┌─ Data shown
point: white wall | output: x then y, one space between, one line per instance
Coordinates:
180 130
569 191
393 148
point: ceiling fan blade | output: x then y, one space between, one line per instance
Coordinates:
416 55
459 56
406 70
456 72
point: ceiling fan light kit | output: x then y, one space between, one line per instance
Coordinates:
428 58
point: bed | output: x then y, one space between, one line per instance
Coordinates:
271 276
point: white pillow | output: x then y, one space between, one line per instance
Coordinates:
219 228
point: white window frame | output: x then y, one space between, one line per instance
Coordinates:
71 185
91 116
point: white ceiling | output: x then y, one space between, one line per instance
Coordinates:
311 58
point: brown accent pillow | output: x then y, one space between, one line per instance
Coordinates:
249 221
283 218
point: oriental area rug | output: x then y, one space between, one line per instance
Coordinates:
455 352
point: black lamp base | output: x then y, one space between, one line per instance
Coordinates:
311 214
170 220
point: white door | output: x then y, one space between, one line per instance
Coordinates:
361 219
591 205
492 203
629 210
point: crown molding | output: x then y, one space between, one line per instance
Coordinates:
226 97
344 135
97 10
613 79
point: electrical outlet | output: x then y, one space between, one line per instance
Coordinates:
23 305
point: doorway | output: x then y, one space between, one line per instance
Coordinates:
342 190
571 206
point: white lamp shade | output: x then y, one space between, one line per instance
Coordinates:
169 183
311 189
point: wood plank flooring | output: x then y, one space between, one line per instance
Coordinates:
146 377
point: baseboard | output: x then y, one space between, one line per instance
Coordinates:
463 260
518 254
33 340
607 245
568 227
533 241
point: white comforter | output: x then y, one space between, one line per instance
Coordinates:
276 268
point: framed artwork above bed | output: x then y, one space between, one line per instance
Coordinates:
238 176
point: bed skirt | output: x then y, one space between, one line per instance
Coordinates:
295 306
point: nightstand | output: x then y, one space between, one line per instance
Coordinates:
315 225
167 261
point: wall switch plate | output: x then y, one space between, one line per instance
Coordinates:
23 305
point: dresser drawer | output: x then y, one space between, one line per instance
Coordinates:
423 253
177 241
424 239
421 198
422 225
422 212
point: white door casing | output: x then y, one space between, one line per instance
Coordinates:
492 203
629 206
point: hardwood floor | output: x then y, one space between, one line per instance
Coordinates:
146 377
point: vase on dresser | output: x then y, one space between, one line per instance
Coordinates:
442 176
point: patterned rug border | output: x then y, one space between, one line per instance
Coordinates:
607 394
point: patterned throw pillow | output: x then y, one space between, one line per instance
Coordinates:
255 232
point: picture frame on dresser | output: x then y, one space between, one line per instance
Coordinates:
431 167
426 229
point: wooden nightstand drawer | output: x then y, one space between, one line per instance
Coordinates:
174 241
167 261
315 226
└─
[Instruction] All lines from the one that contains "point: crown molding" through the end of the material are to be quoted exactly, with both ends included.

[Final result]
point: crown molding | output: x then y, one space between, one line per instance
Coordinates:
226 97
344 135
97 10
613 79
point: electrical outlet | output: x then y, one space between, one line per instance
Coordinates:
23 305
point: doorway | output: x then y, one space between, one line per instance
Coordinates:
342 190
571 206
point: white lamp shade | output: x then y, one space between, one line per instance
Coordinates:
169 183
311 189
point: wood plank flooring | output: x then y, one space between, one line per instance
Coordinates:
146 377
point: baseboard | output: x then y, one space between, one line per instance
Coordinates:
463 260
518 254
33 340
607 245
568 227
533 241
point: white comforter | output: x then y, one space between, one line per instance
Coordinates:
276 268
point: framed artwork above bed | output: x then y, one space between, one line per instance
Coordinates:
238 176
point: bed skirt | output: x then y, one space between, one line per instance
Coordinates:
295 306
point: nightstand | output: x then y, one space between, one line per instance
Coordinates:
315 225
167 261
point: wall switch plate | output: x then y, one space between, one line per instance
Coordinates:
23 305
point: dresser drawer | output: x then y, one space between, one line per instance
Coordinates:
423 253
177 241
424 239
421 198
422 225
422 212
point: white door casing | output: x then y, one space between, one line per instance
Coordinates:
492 203
629 206
point: hardwood floor | output: x then y, one space between, one line per instance
Coordinates:
146 377
point: vase on dresser | output: x then y, one space between, one line per instance
Coordinates:
442 176
point: patterned rug border | output: x then y, one space between, one line per instance
Coordinates:
607 394
point: patterned throw pillow | output: x then y, one space between, one line per instance
Coordinates:
255 232
point: picture frame on dresser | output: x then y, one space between, one line per instance
Coordinates:
431 167
426 229
point: wooden nightstand drawer | output: x then y, one space between, one line per instance
Coordinates:
174 241
167 261
315 226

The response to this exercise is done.